> **Problems and tasks**
1. From the artichoke recipe below, list every ingredient of the aioli with its amount.
2. Do these statements agree with the artichoke recipe below? Answer yes or no for each, and quote the words that decide it.
(a) The oil is heated to 350.
(b) The egg is whisked with a tablespoon of water.
(c) The capers for the aioli are left whole.

> **Article**
========================================

• Skip to main content

The Executive Cook

Weeknight Cook ~ Weekend Entertainer

  • About
  • Recipes
    • Breakfasts
    • Appetizers
    • Soups
    • Salads
    • Mains
    • Sides
    • Desserts
  • Restaurants
  • Wine

Appetizers

Provencal Artichokes with Lemon Aioli

July 5, 2018 by tonmarmor

Ingredients
14oz. can Artichokes packed in water (8 – 10 count)
2/3 cups Panko
1/3 cup Flour
1 Egg
1 Tbsp. Herbs de Provence
2 Tbsp. Shredded Parmesan
1/4 tsp. Salt
1/4 tsp. Pepper
24 – 48 oz. Canola Oil
Aioli:
1 Tbsp. Mayonnaise
2 Tbsp. Lemon Juice
1 Tbsp. Capers
1/4 tsp. Salt
1/4 tsp. Pepper
1/4 tsp. Sugar
1/2 tsp. Dijon

❃❃Makes 16 – 40❃❃

Preparation
Heat oil to 350.  If using a large cast iron skillet, the oil needed will be almost the entire 48 oz. but if using a smaller Dutch oven or other heavy bottomed pot the oil needed will be less.  Oil level should be around 2 – 3 inches deep.
Cut artichokes in halves or quarters depending on size.  Line a baking sheet with paper bags or paper towels.

Aioli
Chop capers and mix all ingredients together.  Set aside in a serving bowl.

Artichokes
Make a dredging station with flour in one bowl or on a plate, whisk egg with a teaspoon of water in a second bowl and then mix together panko, Herbs de Provence, salt, pepper and parmesan in a third bowl or on a second plate.

========================================

> **Record extracts**
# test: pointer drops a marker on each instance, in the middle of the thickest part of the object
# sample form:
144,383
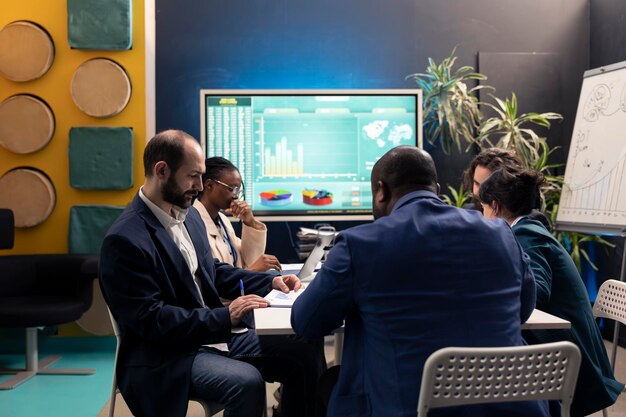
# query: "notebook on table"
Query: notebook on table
306,272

========================================

> **Outputs**
1.
1 Tbsp. Mayonnaise
2 Tbsp. Lemon Juice
1 Tbsp. Capers
1/4 tsp. Salt
1/4 tsp. Pepper
1/4 tsp. Sugar
1/2 tsp. Dijon

2.
(a) Yes: "Heat oil to 350."
(b) No: "whisk egg with a teaspoon of water"
(c) No: "Chop capers and mix all ingredients together."